-- Selected text follows --
UK's AI chatbot hits speed-accuracy wall at 90% accuracy

The faster your AI chatbot runs, the less accurate it becomes. This iron law of machine learning is now playing out in real public infrastructure, and it's forcing the UK government to make uncomfortable choices about what citizens actually want.

The Government Digital Service has reported answer accuracy increasing from 76 percent to 90 percent, a significant jump since early trials. More than 10,000 participants took part in two public pilots over the past 18 months, asking around 26,000 questions about government services, from tax to benefits to visas. On the surface, this looks like unambiguous progress. The chatbot, called GOV.UK Chat, is now scoring more highly than mass-market AI assistants when answering government-related questions, a meaningful achievement for a high-stakes service.

The catch: reliability came at a cost. The chatbot now takes an average 10.7 seconds for an answer, which may not sound catastrophic until you consider that users browsing government services expect the kind of responsiveness they get from Google. The latest versions of frontier models have been more powerful but slower than previous versions, according to the team's own analysis. The more sophisticated the AI, the more computation it demands.

Why does this matter? Because public services aren't optional customer experiences where users will tolerate friction if the answer is good enough. Citizens often don't have the luxury of waiting while a chatbot deliberates; they're trying to find out if they qualify for a benefit, what documents they need for a passport renewal, or whether their business problem fits into a government programme. At 11 seconds, some users will bail before the response appears.

Here's where the story gets interesting, though. The government team openly acknowledges the dilemma and is not pretending accuracy and speed aren't in tension. "For us, accuracy is the most important thing, and consequently GOV.UK Chat responses are slower than we'd ideally like," the team wrote. That's a choice to privilege correctness over responsiveness, which is defensible in government. Getting tax advice 10 seconds slower is better than getting it wrong fast.

The proposed solution is answer streaming, where the first part of an answer appears to users before the answer is fully written. Users would see something appear almost immediately and then watch it complete, creating the perception of speed while the system still works through its full reasoning. The trade-off is substantial: this requires redesigning how some of their safety guardrails work, which will be a substantial bit of work.

On the security front, the system performed well. During the two pilots, there were 508 attempts to trick the AI system to provide an inappropriate or harmful response, and these jailbreak attempts were successfully prevented by existing safeguards. The chatbot also knows its limits. The team introduced the ability for Chat to ask users clarifying questions where the original questions are ambiguous, and the answer rate for in-scope questions is now 88%.

The rollout timeline suggests the government is confident enough to proceed despite the speed issue. GOV.UK Chat will begin rolling out within the GOV.UK mobile app, with website integration planned for later in 2026. At a deeper level, this project reveals something important about public-sector AI deployment: the constraints are different from commercial services. When a customer service chatbot takes five seconds, you lose sales. When a government chatbot takes ten seconds but gets the answer right, you might prevent a citizen from making a costly mistake.

Whether 10.7 seconds is the right balance remains an empirical question that only live deployment will answer. User satisfaction in the pilots reportedly hovered around 73 percent finding the assistant useful and 64 percent satisfied, figures that suggest room for improvement. But those numbers don't tell us whether faster answers at 85% accuracy would have scored higher overall, or whether users would have preferred speed over correctness.

The deeper lesson is that no chatbot, no matter how sophisticated, can escape the fundamental trade-off between depth of reasoning and response time. The UK government has chosen to optimise for accuracy in public services, at least for now. Whether that calculus holds once real users are waiting for answers in high-pressure moments remains to be seen.
-- Selected text concluded --
-- Records shown follows --
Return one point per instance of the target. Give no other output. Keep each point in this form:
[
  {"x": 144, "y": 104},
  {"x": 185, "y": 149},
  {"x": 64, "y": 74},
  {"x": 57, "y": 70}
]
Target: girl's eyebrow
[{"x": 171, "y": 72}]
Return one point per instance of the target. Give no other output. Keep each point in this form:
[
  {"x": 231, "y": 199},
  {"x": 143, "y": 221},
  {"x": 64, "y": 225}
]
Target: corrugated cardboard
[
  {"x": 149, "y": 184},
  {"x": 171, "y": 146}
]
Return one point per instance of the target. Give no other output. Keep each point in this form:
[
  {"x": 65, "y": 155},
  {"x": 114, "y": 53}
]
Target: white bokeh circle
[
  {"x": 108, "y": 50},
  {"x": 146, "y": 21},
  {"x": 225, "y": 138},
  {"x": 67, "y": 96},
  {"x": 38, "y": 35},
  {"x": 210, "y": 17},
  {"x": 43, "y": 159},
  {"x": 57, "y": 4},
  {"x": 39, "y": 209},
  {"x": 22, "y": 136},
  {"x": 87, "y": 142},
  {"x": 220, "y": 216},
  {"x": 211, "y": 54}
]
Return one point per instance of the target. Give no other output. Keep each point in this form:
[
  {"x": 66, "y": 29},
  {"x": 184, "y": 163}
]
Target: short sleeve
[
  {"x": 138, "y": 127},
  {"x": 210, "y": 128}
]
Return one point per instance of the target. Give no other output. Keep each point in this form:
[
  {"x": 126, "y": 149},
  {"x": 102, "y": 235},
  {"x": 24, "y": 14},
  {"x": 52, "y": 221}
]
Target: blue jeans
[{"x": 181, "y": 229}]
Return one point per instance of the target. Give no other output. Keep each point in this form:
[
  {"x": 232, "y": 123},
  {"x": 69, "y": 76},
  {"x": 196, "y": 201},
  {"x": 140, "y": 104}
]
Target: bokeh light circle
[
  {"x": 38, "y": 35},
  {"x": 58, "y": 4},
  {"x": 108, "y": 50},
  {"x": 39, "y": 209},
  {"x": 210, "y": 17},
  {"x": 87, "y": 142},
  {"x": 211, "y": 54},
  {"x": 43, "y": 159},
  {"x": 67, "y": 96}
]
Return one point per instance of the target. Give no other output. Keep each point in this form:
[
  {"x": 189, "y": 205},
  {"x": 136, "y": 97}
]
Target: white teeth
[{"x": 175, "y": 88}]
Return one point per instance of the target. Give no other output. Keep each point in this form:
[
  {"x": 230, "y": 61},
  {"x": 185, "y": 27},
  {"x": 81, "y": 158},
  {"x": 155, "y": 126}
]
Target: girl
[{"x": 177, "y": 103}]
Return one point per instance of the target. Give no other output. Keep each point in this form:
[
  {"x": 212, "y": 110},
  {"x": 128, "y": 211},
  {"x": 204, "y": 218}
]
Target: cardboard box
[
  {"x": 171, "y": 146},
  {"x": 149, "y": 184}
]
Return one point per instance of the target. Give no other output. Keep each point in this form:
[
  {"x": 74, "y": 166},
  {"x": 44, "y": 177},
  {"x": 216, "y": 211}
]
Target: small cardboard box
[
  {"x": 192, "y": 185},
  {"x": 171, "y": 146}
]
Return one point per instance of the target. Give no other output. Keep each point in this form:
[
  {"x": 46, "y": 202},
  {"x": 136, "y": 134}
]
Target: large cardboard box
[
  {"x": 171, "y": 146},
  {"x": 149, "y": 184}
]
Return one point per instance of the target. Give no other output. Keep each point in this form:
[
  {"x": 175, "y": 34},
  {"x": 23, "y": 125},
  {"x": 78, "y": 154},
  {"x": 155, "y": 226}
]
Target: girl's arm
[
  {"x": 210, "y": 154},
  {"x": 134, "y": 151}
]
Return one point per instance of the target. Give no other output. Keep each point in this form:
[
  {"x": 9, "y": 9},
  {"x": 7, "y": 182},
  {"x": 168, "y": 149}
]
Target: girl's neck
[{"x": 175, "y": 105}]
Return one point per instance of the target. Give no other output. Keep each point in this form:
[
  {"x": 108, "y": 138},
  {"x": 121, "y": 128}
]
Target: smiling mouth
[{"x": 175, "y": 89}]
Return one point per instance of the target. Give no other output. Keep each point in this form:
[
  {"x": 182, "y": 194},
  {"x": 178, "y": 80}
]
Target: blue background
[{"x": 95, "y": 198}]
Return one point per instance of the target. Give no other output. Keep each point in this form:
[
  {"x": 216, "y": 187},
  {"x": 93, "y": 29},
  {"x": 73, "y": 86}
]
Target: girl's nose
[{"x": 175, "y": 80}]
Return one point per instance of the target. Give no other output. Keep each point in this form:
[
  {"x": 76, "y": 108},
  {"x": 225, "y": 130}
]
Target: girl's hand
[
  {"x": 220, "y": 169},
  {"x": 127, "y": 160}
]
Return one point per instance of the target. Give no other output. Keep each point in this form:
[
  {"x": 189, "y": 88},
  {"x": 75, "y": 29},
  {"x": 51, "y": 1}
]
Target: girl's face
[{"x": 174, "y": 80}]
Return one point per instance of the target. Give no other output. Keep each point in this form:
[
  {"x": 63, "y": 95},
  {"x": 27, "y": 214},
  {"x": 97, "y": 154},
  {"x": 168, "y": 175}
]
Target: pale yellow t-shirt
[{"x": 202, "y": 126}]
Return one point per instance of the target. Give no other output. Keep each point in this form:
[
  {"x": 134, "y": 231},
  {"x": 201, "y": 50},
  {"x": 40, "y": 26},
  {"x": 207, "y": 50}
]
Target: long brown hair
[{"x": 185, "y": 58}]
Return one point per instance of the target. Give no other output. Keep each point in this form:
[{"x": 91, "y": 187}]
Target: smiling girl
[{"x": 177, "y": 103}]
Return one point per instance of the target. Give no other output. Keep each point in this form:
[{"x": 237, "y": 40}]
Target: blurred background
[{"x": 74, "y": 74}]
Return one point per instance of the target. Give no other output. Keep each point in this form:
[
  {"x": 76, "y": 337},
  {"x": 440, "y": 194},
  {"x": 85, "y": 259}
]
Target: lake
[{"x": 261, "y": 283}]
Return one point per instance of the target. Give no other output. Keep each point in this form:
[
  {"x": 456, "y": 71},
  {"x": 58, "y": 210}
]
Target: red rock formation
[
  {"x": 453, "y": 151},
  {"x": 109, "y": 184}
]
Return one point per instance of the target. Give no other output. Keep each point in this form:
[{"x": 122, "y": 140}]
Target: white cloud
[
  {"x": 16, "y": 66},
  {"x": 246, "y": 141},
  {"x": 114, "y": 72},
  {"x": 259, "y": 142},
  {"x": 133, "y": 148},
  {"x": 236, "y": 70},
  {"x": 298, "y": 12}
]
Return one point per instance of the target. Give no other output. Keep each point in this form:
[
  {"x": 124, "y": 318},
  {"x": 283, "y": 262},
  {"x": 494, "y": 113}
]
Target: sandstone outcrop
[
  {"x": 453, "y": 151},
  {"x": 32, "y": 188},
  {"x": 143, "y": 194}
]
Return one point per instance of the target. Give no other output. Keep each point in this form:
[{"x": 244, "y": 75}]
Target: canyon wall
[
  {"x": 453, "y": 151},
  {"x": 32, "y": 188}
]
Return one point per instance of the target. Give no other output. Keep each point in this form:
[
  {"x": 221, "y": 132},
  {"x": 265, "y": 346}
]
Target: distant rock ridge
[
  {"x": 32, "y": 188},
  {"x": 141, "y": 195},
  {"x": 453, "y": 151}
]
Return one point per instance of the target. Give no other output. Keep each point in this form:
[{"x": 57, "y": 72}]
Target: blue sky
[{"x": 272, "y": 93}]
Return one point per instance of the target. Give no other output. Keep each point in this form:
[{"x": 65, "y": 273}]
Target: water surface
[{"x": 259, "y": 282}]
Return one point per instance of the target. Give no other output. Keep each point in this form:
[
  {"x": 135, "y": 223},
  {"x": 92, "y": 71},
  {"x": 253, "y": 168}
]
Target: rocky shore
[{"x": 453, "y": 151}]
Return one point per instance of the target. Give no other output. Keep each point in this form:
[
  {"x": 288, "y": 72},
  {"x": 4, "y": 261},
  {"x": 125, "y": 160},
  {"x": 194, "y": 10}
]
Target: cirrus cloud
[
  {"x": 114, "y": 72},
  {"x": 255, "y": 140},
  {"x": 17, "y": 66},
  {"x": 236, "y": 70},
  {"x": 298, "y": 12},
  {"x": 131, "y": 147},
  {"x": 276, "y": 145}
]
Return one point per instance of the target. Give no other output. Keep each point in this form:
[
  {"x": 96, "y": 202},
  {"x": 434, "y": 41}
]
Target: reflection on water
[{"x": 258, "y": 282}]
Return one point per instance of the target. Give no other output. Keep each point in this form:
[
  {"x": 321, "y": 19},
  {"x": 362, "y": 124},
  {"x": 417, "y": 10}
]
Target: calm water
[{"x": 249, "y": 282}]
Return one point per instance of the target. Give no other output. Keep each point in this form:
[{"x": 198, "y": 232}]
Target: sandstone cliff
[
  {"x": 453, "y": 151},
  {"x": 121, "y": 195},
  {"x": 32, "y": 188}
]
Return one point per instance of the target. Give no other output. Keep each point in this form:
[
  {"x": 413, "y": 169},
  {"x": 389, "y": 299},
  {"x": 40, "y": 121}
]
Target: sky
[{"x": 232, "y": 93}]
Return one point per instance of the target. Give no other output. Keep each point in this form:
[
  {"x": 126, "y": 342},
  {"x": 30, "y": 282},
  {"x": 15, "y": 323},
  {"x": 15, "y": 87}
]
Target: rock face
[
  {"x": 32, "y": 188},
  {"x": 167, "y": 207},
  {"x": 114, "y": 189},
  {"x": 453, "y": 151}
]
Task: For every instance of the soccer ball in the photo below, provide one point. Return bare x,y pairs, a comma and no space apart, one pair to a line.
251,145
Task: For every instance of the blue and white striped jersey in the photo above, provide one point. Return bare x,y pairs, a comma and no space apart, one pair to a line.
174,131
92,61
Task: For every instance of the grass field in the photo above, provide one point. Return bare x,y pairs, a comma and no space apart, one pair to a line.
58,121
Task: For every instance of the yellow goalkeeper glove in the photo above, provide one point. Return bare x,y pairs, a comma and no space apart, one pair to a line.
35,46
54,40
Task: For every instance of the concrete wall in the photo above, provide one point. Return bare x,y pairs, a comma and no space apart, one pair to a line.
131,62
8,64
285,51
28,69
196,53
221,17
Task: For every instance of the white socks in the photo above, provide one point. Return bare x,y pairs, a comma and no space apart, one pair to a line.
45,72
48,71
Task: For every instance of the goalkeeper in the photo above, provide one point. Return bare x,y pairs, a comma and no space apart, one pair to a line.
-- Records shown concluded --
_Brief 1_
For each statement below, decide whether it agrees with the article on GOV.UK Chat and answer yes or no, quoting the deciding words. (a) GOV.UK Chat takes an average of 10.7 seconds to answer. (b) Some of the attempts to trick the system during the pilots succeeded. (c) GOV.UK Chat will reach the website before the mobile app.
_Brief 2_
Duplicate the stretch of the article on GOV.UK Chat from "The faster your" through "a high-stakes service.".

_Result 1_
(a) Yes: "The chatbot now takes an average 10.7 seconds for an answer"
(b) No: "these jailbreak attempts were successfully prevented by existing safeguards"
(c) No: "GOV.UK Chat will begin rolling out within the GOV.UK mobile app, with website integration planned for later in 2026."

_Result 2_
The faster your AI chatbot runs, the less accurate it becomes. This iron law of machine learning is now playing out in real public infrastructure, and it's forcing the UK government to make uncomfortable choices about what citizens actually want.

The Government Digital Service has reported answer accuracy increasing from 76 percent to 90 percent, a significant jump since early trials. More than 10,000 participants took part in two public pilots over the past 18 months, asking around 26,000 questions about government services, from tax to benefits to visas. On the surface, this looks like unambiguous progress. The chatbot, called GOV.UK Chat, is now scoring more highly than mass-market AI assistants when answering government-related questions, a meaningful achievement for a high-stakes service.